ZU ERLEDIGENDE AUFGABEN:
1) Wie viele Professuren wurden laut dem Textauszug zur Infektionsmedizin an der TiHo in den vergangenen Jahren neu besetzt?
2) Gib den Abschnitt des Textauszugs zur Infektionsmedizin an der TiHo wieder, beginnend bei "Die Infektionsmedizin ist" und endend bei "molekularbiologischer Techniken eingesetzt.". Tausche dabei "Kerndisziplin" gegen "Schlüsseldisziplin" aus.
3) Setze den Textauszug zur Infektionsmedizin an der TiHo im Anschluss an seinen letzten Satz fort.

TEXTAUSZUG:
Um die Forschungsstärke der TiHo im Bereich Infektionsmedizin weiter auszubauen wurden in den vergangenen Jahren 4 Professuren in den folgenden Bereichen neu besetzt: „Vektorgetragene Infektionskrankheiten“, „Genetik und Bioinformatik von Infektionskrankheiten“, „Infektionsimmunologie“ und „Infektionsbiochemie“. Zur Unterstützung der Umsetzung des Konzepts des RIZ konnte die TiHo einige Wissenschaftlerinnen und Wissenschaftler als nationale und internationale Gastprofessuren gewinnen. Zudem wurde 2018 eine Professur für Virologie an der TiHo als Alexander von Humboldt-Professur – erstmals an einer Veterinärmedizinischen Bildungsstätte – ausgezeichnet.

Die Infektionsmedizin ist eine für die gesamte Veterinärmedizin wichtige Kerndisziplin. Durch die wissenschaftlich technologische Entwicklung der letzten Jahrzehnte haben sich die Fachgebiete Bakteriologie und Mykologie, Virologie und Parasitologie bezüglich ihrer grundlegenden Fragestellungen und der Methodik einander angenähert. Neben den fachspezifischen klassischen Verfahren werden in allen Arbeitsgruppen Zell- und Gewebekultur und eine breite Palette molekularbiologischer Techniken eingesetzt.

(Gespeicherte Dateneinträge)
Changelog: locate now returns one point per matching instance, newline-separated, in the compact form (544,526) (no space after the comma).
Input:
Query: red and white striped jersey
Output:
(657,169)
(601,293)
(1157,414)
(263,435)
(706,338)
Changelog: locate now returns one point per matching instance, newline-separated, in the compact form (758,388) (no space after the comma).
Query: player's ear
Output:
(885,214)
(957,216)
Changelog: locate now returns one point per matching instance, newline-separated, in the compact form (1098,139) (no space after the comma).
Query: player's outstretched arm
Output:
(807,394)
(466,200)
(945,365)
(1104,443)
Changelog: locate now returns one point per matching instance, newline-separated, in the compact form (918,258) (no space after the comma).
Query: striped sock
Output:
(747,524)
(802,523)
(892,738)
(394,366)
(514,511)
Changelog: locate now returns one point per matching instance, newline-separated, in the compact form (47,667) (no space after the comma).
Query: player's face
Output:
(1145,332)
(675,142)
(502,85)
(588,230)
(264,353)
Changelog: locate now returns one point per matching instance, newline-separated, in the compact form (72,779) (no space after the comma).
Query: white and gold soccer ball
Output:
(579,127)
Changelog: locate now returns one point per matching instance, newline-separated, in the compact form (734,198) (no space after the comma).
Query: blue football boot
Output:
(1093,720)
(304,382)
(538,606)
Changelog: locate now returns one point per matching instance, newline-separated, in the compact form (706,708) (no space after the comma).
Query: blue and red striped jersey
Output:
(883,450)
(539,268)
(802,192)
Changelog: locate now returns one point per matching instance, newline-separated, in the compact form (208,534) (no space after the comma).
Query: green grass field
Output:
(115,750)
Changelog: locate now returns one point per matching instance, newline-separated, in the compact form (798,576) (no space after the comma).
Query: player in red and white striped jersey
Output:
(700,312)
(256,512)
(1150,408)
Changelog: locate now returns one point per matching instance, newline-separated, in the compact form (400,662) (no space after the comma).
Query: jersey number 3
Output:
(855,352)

ANTWORTEN:
1) Vier Professuren.

2)
Die Infektionsmedizin ist eine für die gesamte Veterinärmedizin wichtige Schlüsseldisziplin. Durch die wissenschaftlich technologische Entwicklung der letzten Jahrzehnte haben sich die Fachgebiete Bakteriologie und Mykologie, Virologie und Parasitologie bezüglich ihrer grundlegenden Fragestellungen und der Methodik einander angenähert. Neben den fachspezifischen klassischen Verfahren werden in allen Arbeitsgruppen Zell- und Gewebekultur und eine breite Palette molekularbiologischer Techniken eingesetzt.

3)
Thematisch wird dieser Forschungsschwerpunkt an der TiHo durch veterinärmedizinisch bedeutsame Erreger geprägt, die zum einem vorrangig beim Tier vorkommen, zum anderen zwischen Mensch und Tier übertragen werden können, d h.  Zoonosen. Neben der Aufklärung von Virulenzfaktoren und Resistenzmechanismen werden grundlegende Mechanismen zur Wirt-Erreger Interaktion untersucht. Themenbereiche sind z. B.:

  • Zoonotische Viren (z.B. Erreger von Chikungunya, Rift-Valley Fieber, West-Nil, FSME, Zika, MERS, SARS oder Covid-19) und virale Tierseuchenerreger (z. B. Virus der klassischen Schweinepest)
  • Entwicklung verbesserter Methoden zur Diagnose, Therapie und Prophylaxe, z. B.  immunologische Forschung zur Bedeutung der T-Zellen im Immunsystem oder Immungedächtnis bei Influenzaviren
  • Entwicklung neuer Impfstrategien und neuer Impfstoffe, z. B. mit Wirksamkeit gegen möglichst viele verschiedene Varianten der wandlungsfähigen Influenzaviren
  • Bakterielle Zoonoseerreger (z. B. Coxiella burnetii, Campylobacter, Salmonellen, Yersinien, Streptococcus suis oder hämorrhagische Escherichia coli)
  • Charakterisierung und Verbreitung von Vektoren zur Übertragung von Krankheiten wie Zecken,  Mücken oder Würmer

Die TiHo wird im infektionsmedizinischen Bereich neben dem BMBF (Alexander von Humboldt Stiftung, Zoonoseplattform) sichtbar durch die EU gefördert und hat in einigen Projekten die Rolle des Koordinators inne. Zudem ist die DFG ein wichtiger Fördergeber, so ist unter anderem das DFG-Graduiertenkolleg „Viper – Virusdetektion, Pathogenese und Intervention“ aus den Forschungsaktivitäten hervorgegangen.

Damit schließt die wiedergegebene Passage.